Items from a data source
○ ○ ○ ○ ○
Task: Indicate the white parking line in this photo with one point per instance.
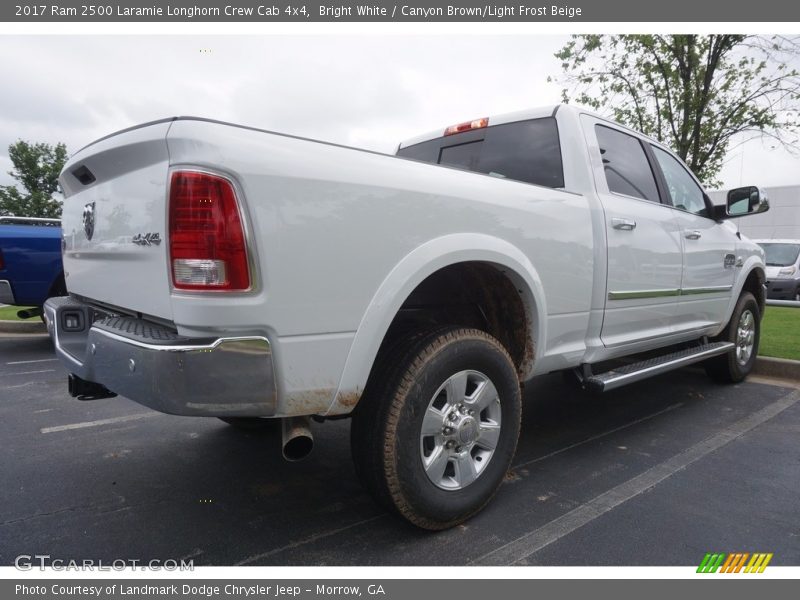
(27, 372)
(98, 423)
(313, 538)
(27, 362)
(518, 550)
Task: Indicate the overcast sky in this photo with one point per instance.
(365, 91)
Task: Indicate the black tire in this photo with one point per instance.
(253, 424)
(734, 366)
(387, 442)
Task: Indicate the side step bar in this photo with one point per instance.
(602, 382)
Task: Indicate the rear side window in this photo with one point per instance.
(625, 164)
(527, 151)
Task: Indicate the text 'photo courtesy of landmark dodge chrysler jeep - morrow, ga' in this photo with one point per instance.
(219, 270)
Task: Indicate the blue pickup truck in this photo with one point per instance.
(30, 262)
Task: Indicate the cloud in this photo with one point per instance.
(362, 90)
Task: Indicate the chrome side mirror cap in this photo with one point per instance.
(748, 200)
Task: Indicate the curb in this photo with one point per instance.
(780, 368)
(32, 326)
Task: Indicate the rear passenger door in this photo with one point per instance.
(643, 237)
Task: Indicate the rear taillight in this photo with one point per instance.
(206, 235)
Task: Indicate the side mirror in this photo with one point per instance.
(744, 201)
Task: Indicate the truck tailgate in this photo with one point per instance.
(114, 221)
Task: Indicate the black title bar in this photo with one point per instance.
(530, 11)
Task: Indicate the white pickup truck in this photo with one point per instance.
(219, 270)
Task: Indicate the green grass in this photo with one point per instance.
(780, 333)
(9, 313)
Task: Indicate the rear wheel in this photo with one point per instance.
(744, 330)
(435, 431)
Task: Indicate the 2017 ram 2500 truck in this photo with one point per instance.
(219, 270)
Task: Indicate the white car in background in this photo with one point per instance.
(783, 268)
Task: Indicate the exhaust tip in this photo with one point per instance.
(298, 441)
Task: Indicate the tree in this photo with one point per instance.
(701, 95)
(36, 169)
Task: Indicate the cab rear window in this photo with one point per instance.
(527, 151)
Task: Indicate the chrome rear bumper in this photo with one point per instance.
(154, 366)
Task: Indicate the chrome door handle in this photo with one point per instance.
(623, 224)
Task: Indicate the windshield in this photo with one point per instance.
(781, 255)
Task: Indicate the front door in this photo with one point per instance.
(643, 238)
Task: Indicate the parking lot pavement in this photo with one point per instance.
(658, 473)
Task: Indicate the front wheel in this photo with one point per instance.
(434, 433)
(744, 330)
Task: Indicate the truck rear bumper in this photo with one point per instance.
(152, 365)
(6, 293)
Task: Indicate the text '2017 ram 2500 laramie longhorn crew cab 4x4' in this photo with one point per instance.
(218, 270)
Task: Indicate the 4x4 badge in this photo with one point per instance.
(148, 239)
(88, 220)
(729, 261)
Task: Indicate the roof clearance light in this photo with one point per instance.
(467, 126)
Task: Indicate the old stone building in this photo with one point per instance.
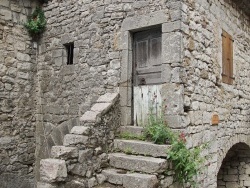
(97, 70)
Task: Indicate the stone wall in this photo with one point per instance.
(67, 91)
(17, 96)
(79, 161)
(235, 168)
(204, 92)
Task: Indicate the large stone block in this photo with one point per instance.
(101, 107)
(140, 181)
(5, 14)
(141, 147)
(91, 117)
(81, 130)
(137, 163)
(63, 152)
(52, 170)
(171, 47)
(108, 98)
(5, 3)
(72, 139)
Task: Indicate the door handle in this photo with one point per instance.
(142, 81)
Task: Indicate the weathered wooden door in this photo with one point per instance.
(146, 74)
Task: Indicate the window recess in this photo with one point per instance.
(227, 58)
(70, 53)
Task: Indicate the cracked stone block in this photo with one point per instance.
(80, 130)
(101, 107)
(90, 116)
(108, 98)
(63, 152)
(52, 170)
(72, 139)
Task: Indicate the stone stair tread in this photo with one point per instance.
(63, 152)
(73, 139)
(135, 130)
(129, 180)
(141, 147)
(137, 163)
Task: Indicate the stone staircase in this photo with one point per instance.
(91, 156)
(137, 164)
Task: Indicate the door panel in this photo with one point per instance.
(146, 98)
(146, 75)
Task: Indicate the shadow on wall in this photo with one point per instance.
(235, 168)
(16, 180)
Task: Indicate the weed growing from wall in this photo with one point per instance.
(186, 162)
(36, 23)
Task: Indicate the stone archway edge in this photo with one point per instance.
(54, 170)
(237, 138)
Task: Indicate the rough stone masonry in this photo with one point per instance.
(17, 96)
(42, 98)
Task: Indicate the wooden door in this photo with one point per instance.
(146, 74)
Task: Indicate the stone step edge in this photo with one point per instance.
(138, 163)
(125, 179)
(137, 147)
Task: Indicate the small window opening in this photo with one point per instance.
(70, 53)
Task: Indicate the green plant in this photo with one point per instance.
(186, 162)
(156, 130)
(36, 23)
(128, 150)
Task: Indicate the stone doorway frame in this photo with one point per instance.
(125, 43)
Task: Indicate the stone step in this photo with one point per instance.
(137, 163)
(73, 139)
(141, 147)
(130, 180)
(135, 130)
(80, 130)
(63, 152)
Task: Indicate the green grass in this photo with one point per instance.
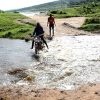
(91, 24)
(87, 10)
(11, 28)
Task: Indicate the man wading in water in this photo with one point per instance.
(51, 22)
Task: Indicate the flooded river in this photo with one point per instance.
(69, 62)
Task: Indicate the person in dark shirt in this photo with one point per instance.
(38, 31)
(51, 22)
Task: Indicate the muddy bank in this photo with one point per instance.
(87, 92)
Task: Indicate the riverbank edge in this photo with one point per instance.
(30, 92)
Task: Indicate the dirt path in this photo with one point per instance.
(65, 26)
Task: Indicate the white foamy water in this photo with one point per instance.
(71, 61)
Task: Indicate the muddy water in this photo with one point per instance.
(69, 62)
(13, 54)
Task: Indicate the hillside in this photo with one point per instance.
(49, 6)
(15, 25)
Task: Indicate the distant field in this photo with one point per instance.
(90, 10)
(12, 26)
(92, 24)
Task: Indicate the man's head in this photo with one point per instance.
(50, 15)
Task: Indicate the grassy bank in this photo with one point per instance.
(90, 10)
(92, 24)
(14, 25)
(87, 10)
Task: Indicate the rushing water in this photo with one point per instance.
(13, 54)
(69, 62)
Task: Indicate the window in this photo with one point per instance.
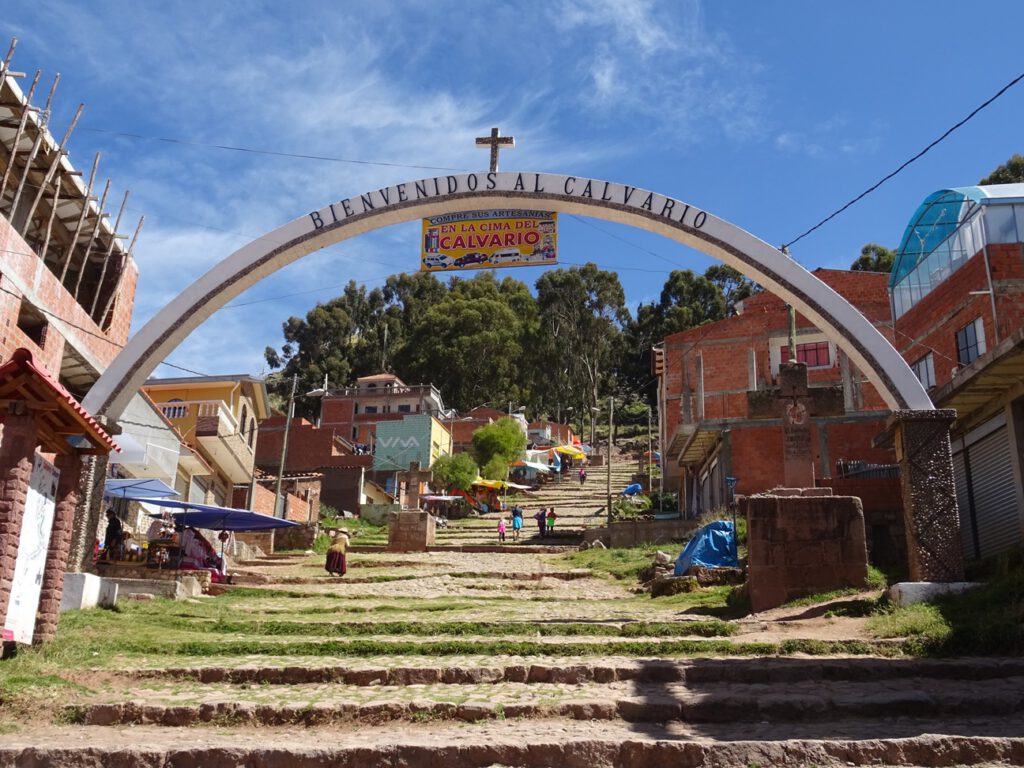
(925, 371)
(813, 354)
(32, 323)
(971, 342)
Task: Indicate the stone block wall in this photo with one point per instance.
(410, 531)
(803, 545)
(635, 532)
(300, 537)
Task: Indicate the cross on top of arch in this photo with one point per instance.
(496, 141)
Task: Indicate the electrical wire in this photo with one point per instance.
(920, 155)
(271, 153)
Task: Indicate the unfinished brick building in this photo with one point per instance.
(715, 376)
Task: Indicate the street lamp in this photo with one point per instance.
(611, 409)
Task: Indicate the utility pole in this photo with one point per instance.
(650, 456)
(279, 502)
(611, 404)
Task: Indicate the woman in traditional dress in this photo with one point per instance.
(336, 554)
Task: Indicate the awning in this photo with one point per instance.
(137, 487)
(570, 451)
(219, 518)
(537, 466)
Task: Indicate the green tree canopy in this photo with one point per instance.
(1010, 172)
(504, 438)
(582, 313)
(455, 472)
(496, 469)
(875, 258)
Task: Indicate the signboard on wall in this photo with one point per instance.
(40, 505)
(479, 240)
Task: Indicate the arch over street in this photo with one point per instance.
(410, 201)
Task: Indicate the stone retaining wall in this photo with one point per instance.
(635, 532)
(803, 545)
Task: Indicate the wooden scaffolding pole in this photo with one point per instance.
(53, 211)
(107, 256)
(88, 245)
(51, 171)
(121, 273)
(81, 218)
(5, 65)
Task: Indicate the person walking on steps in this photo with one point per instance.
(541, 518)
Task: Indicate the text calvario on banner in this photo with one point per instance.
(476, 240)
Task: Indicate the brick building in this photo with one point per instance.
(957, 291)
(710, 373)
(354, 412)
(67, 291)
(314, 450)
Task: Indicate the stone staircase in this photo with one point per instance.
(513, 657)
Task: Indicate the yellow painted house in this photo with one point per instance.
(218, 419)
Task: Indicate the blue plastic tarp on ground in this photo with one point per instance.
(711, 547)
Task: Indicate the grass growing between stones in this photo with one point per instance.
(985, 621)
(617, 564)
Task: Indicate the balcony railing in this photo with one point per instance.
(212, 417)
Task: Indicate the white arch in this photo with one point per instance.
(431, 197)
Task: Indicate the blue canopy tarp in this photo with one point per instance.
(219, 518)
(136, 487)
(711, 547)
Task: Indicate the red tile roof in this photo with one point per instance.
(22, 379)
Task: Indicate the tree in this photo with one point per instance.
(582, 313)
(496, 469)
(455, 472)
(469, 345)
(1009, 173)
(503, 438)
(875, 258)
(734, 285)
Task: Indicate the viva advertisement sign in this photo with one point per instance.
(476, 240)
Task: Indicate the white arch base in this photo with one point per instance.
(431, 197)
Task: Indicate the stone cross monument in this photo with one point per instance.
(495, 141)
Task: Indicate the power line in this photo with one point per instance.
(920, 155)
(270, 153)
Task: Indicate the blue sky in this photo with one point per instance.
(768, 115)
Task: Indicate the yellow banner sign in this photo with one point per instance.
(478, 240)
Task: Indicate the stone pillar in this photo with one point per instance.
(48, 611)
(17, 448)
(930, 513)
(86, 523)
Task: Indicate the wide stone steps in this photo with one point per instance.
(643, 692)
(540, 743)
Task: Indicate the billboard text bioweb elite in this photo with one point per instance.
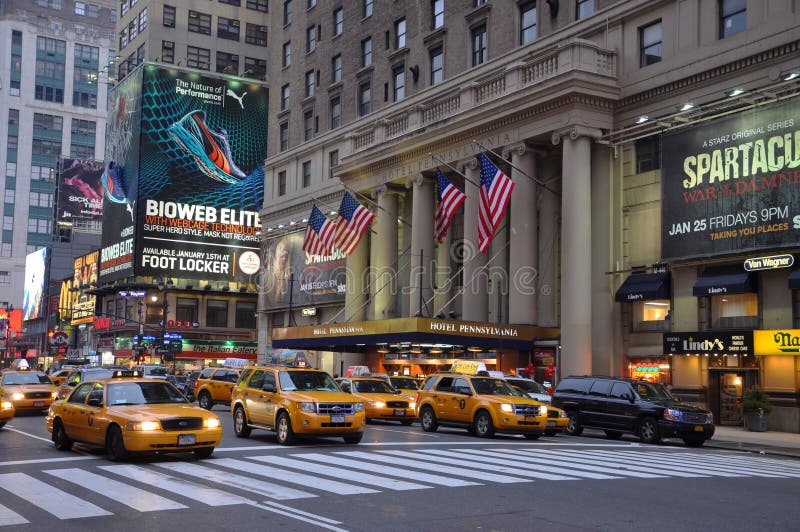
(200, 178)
○ ○ ○ ○ ○
Print the lines from the one that contains "Task: Indicate the stone cross" through the last line of the data, exactly and in full, and no other lines. Pictures are not part of the copy.

Task: Indicate the stone cross monument in this photo with one point per instance.
(495, 141)
Task: Indicate the power line in this photo with one point per instance.
(920, 155)
(270, 153)
Task: Indicate the blue sky in this photo with one point per instance.
(768, 115)
Task: Indicate the yellow banner sign in this photo with one point per instance.
(478, 240)
Task: Indicate the stone pillar in this photo with one point per instance.
(48, 611)
(17, 448)
(930, 513)
(86, 523)
Task: Indicate the wide stone steps in this photo with one point per instance.
(643, 692)
(540, 743)
Task: Indicate the billboard text bioweb elite in this photo with one point per instance.
(200, 178)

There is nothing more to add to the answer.